— Material provided —
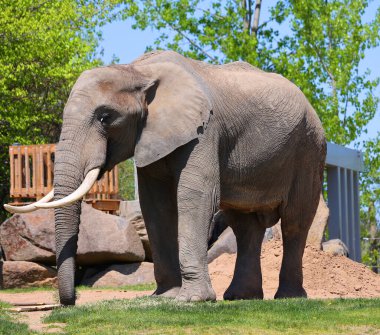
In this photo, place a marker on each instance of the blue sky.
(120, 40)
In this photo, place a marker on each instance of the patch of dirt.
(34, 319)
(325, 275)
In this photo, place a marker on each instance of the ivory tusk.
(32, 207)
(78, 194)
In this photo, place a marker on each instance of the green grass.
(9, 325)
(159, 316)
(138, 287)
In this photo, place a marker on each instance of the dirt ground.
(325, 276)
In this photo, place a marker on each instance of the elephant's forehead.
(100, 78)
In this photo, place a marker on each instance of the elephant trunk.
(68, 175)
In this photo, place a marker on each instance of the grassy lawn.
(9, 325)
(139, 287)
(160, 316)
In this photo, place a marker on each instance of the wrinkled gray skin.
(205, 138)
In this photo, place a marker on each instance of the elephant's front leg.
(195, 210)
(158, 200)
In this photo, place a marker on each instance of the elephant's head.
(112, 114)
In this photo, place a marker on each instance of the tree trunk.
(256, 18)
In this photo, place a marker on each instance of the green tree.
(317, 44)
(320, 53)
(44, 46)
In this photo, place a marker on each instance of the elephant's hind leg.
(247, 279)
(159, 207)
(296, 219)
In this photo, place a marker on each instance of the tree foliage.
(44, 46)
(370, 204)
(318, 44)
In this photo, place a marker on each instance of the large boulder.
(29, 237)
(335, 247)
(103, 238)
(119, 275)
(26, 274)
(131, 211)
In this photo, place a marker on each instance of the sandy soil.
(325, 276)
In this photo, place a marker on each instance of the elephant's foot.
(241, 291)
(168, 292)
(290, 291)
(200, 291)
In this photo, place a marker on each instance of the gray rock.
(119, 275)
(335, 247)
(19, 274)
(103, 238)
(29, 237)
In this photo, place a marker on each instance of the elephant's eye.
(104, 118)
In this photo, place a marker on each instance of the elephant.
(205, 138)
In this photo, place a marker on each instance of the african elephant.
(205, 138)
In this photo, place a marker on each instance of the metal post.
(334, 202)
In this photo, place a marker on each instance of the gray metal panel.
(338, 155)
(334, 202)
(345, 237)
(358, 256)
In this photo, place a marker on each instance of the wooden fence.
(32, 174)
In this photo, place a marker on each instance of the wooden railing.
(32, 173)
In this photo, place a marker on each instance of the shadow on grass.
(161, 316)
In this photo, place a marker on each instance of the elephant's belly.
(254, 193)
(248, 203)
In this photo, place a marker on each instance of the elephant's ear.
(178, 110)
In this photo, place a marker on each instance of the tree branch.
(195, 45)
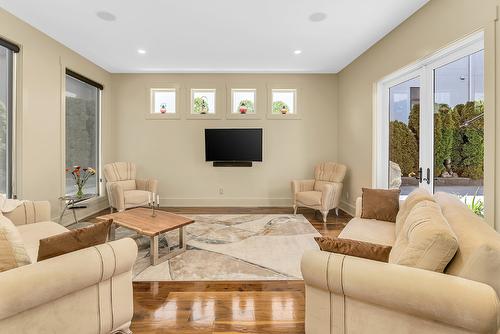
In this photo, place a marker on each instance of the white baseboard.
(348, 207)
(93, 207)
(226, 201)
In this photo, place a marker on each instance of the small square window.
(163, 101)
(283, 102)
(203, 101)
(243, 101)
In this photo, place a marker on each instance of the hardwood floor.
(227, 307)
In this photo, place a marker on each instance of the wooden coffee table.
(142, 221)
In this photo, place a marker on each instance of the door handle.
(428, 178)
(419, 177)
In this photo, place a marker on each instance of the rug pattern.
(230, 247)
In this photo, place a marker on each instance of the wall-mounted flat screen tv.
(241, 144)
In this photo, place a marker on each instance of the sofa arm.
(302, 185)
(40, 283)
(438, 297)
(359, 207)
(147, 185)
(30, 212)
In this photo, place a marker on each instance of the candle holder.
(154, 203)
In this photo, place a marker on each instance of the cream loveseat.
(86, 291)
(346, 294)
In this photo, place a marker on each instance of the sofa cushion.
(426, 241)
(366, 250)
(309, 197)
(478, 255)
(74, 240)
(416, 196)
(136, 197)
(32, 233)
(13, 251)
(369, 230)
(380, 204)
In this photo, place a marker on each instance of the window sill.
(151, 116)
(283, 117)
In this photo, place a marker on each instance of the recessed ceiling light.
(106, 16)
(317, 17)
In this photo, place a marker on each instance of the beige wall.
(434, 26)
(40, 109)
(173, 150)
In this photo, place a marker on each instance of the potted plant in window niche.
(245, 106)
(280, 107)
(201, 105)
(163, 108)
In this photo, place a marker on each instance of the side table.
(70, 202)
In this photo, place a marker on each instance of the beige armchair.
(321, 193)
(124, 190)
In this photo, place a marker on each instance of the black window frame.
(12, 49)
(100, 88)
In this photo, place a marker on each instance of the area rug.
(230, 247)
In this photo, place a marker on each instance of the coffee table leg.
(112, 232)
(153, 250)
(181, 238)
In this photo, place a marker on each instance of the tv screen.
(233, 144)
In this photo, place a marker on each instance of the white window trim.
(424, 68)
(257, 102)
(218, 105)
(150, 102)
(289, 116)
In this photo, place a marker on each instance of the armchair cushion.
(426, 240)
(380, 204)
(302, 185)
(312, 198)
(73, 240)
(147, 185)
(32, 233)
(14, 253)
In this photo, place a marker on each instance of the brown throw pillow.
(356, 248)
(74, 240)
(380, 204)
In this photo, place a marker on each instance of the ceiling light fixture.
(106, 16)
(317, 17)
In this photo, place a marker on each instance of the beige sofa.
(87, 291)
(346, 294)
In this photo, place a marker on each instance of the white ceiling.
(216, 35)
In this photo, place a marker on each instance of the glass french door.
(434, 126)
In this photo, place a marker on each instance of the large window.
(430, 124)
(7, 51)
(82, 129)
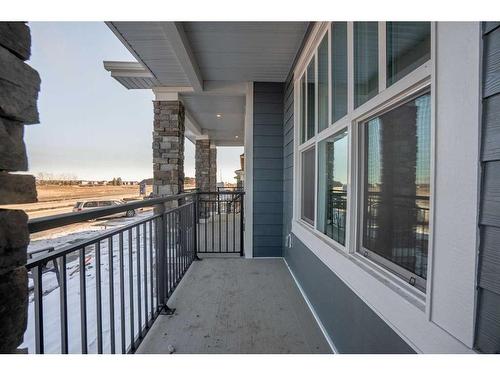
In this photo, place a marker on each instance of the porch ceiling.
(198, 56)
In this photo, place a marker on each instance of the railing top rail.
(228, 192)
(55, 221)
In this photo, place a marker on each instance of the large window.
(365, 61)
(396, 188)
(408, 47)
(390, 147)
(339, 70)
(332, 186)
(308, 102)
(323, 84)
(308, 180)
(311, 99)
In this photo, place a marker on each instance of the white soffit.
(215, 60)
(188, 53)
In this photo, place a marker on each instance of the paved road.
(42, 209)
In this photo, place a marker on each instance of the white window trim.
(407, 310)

— What is being asked —
Every entry above needs to be retyped exactly; drop the pictures.

— Result for this exercise —
In this photo, place a marker on each instance of the blue sky.
(120, 40)
In this photo, place a marker on each instance of the patch of dirt.
(34, 319)
(325, 275)
In this photo, place a marker on each instance of the ivory tusk.
(32, 207)
(78, 194)
In this photo, place a marker on each instance of the green grass.
(9, 325)
(159, 316)
(138, 287)
In this photo, place a marker on each instance of the dirt ground.
(325, 276)
In this photo, place a marker on each instance of the elephant's forehead.
(100, 78)
In this photo, place a marker on each instance of the elephant trunk.
(68, 175)
In this photo, place a marker on each instance of the grassy lawn.
(9, 325)
(139, 287)
(160, 316)
In this photo, place a marker on each instance of the wrinkled gray skin.
(205, 138)
In this photo, place a marker on each instance of the elephant's front leg.
(195, 210)
(158, 200)
In this photo, place a marker on each instance of the elephant's head.
(112, 114)
In this photo, place a marker on each instance of the tree trunk.
(256, 18)
In this photo, place a marker on each instance of the green tree.
(317, 44)
(320, 53)
(44, 46)
In this photo, place a marker on each instance of the elephant's hind leg.
(247, 279)
(159, 207)
(296, 219)
In this photo, place a marker on each instance of the tree foliage.
(44, 46)
(370, 204)
(318, 44)
In this photo, place a marker on each instance of the large boulder.
(29, 237)
(335, 247)
(103, 238)
(119, 275)
(26, 274)
(131, 211)
In this photo, place a marker on each instance of the sandy soil.
(325, 276)
In this photo, place a marker on each instance of the elephant's foot.
(241, 291)
(168, 292)
(290, 291)
(200, 291)
In this photo, place a marker on each instance of the gray rock.
(119, 275)
(335, 247)
(19, 274)
(103, 238)
(29, 237)
In this photo, place a marker on each instance of the elephant's eye.
(104, 118)
In this photo, place a marker on each instance of the elephant.
(205, 138)
In this photo, place a marker on each instance of the african elephant.
(205, 138)
In this photo, place a marker on each instance of the metal post.
(334, 202)
In this photo, place a marker on each instance of the gray metal panel.
(338, 155)
(334, 202)
(345, 237)
(358, 256)
In this photo, place a marker on each instance of the wooden fence.
(32, 174)
In this photo, place a marker on each instance of the wooden railing.
(32, 173)
In this photo, place a marker on each instance of the shadow on grass.
(161, 316)
In this photo, place a marker on each instance of the elephant's belly.
(254, 193)
(248, 203)
In this photo, place a marker on each instance of the elephant's ear.
(178, 110)
In this photo, place a marker on each instance of the tree branch.
(195, 45)
In this photo, place a marker on each instance of the white baseboard.
(348, 207)
(93, 207)
(226, 201)
In this photo, place a marker on each instance of the small square window.
(163, 101)
(283, 102)
(203, 101)
(243, 101)
In this photo, place a marker on each instance of the hardwood floor.
(227, 307)
In this photo, place a marker on each instance of the wooden coffee table.
(142, 221)
In this photo, place a marker on each instance of the door handle.
(428, 178)
(419, 177)
In this photo, place a marker on each instance of the rug pattern.
(230, 247)
In this photo, place a marker on each instance of the wall-mounted flat screen tv.
(241, 144)
In this photo, place a marker on each instance of the sofa arm.
(302, 185)
(40, 283)
(438, 297)
(359, 207)
(147, 185)
(30, 212)
In this photo, place a marker on each instance of the candle holder.
(154, 203)
In this photo, place a marker on each instance of the cream loveseat.
(86, 291)
(346, 294)
In this photo, place a marker on each instance of the sofa cushion.
(426, 241)
(366, 250)
(309, 197)
(478, 255)
(74, 240)
(416, 196)
(136, 197)
(32, 233)
(13, 251)
(369, 230)
(380, 204)
In this photo, place a marker on each instance of the window sill.
(151, 116)
(283, 117)
In this photo, place a marker on each instance of the recessed ceiling light.
(106, 16)
(317, 17)
In this photo, place a marker on each instance of the beige wall.
(434, 26)
(40, 109)
(173, 150)
In this photo, place a marker on each instance of the potted plant in window niche.
(245, 106)
(280, 107)
(201, 105)
(163, 108)
In this photo, place a marker on each instance of the side table.
(70, 202)
In this photo, place a marker on each instance of the beige armchair.
(321, 193)
(124, 190)
In this photo, place a marker on each instance of the black window frame.
(12, 49)
(100, 88)
In this photo, place a marker on each instance of the area rug.
(230, 247)
In this photo, place a marker on each instance of the coffee table leg.
(112, 232)
(153, 250)
(181, 238)
In this photo, place a marker on each instance of the tv screen.
(233, 144)
In this photo, place a marker on each instance of the white window trim.
(424, 68)
(257, 102)
(218, 105)
(150, 102)
(289, 116)
In this photo, place a marker on each instance of the armchair cushion.
(426, 240)
(380, 204)
(302, 185)
(312, 198)
(73, 240)
(147, 185)
(32, 233)
(14, 253)
In this photo, place a marker on each instance of the brown throw pillow.
(356, 248)
(74, 240)
(380, 204)
In this photo, place a marker on each instance of the ceiling light fixture.
(106, 16)
(317, 17)
In this photo, place a marker on each instance of the beige sofa.
(87, 291)
(346, 294)
In this photo, place a marker on each instance of the white ceiling.
(216, 35)
In this photo, place a marker on each instance of the glass french door.
(434, 126)
In this photo, place a marker on each instance of the large window.
(430, 124)
(7, 51)
(82, 129)
In this photo, place a marker on each instance of the porch ceiling.
(198, 56)
In this photo, place a marker on each instance of the railing top rail.
(228, 192)
(55, 221)
In this photo, place a marker on each instance of the large window.
(365, 61)
(396, 188)
(408, 47)
(390, 147)
(339, 70)
(332, 186)
(308, 102)
(323, 84)
(308, 180)
(311, 99)
In this photo, place a marker on each instance of the white soffit.
(215, 60)
(188, 53)
In this photo, place a marker on each instance of the paved road.
(42, 209)
In this photo, place a marker on each instance of the white window trim.
(407, 310)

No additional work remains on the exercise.